(Collected data)
• • • • • • •

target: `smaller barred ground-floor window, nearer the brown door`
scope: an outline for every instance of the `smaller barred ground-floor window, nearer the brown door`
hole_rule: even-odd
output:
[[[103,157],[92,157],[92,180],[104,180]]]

• • • • • • •

Go through the data above and return each line containing the string "brown".

target: `smaller barred ground-floor window, nearer the brown door`
scope: an outline for every instance of the `smaller barred ground-floor window, nearer the brown door`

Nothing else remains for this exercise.